* [Short task 1]:
Print the portion of the passage about excuses below, from "Now if we get" up to and including "not like excuses.".

* [Selected text]:
┏━━

It seems that God doesn't like excuses...

Story of the Great Feast...a man sitting at the table with Jesus exclaimed, "What a privilege it would be to have a share in the Kingdom of God!"
Jesus replied with this illustration: "A man prepared a great feast and sent out many invitations. When all was ready, he sent his servant around to notify the guests that it was time for them to come. But they all began making excuses. One said he had just bought a field and wanted to inspect it, so he asked to be excused. Another said he had just bought five pair of oxen and wanted to try them out. Another had just been married, so he said he couldn't come.
"The servant returned and told his master what they had said. His master was angry and said, `Go quickly into the streets and alleys of the city and invite the poor, the crippled, the lame, and the blind.' After the servant had done this, he reported, `There is still room for more.' So his master said, `Go out into the country lanes and behind the hedges and urge anyone you find to come, so that the house will be full. For none of those I invited first will get even the smallest taste of what I had prepared for them.' "---Luke 14:15-24 (NLT)


Now if we get an call from a distant friend to come for snacks tonight, but we have just married the man or woman of our dreams, and we just now get the chance to spend time with this special someone, we feel that we have a pretty good excuse for not showing up. On the other hand if someone sends us an invitation for a big catered party a few weeks from now, and we say, "yes, we'll be there," newlyweds or not, when the time comes, the invitation giver expects us to put in an appearance. By the causal manners of this world, it seems a little silly to hold anyone to this, but this story has an eternal value to it. All feasting aside, it may be that God just does not like excuses.

┗━━

* [Collected data]:
┏━━

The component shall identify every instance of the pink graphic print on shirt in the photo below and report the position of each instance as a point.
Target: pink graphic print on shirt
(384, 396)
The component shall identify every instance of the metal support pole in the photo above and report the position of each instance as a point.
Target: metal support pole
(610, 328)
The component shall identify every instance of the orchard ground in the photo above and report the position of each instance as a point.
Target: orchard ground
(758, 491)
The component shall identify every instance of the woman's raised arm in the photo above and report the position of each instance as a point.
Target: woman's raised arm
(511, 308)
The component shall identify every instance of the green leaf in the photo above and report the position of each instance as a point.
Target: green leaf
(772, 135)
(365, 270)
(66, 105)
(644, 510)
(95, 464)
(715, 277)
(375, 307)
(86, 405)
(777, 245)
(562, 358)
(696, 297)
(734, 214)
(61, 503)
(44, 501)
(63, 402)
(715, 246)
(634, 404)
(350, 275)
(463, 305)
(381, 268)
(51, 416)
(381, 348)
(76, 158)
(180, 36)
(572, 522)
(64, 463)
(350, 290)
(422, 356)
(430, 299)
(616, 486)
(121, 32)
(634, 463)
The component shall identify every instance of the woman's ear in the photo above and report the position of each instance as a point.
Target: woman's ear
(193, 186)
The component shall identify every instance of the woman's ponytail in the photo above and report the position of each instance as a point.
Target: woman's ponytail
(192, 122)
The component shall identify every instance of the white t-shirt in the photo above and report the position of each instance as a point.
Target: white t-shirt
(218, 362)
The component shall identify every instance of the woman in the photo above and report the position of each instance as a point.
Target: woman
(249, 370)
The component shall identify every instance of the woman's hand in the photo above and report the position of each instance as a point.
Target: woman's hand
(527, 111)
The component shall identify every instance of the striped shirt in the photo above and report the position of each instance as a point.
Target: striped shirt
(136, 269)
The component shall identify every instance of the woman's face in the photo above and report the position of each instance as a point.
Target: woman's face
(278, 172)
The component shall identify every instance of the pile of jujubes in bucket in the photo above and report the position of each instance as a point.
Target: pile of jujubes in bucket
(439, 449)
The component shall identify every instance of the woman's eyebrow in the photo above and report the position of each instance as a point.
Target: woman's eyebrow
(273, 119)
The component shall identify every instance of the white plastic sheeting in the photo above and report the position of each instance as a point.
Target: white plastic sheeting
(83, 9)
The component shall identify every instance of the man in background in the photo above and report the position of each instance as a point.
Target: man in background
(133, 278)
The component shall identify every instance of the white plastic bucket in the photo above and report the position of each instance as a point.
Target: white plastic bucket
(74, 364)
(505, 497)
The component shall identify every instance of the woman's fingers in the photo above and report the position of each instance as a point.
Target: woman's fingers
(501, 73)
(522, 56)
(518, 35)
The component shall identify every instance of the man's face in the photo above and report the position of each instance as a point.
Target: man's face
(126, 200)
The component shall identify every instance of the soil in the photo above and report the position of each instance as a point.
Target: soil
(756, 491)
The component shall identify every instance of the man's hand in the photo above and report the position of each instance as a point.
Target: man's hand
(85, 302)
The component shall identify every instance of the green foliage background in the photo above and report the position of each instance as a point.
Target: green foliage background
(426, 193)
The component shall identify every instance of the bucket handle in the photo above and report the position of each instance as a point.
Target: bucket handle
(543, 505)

┗━━

* [Short task 2]:
Gather every line in the records above that contains the string "handle".

* [Complete answer 1]:
Now if we get an call from a distant friend to come for snacks tonight, but we have just married the man or woman of our dreams, and we just now get the chance to spend time with this special someone, we feel that we have a pretty good excuse for not showing up. On the other hand if someone sends us an invitation for a big catered party a few weeks from now, and we say, "yes, we'll be there," newlyweds or not, when the time comes, the invitation giver expects us to put in an appearance. By the causal manners of this world, it seems a little silly to hold anyone to this, but this story has an eternal value to it. All feasting aside, it may be that God just does not like excuses.

* [Complete answer 2]:
The component shall identify every instance of the bucket handle in the photo above and report the position of each instance as a point.
Target: bucket handle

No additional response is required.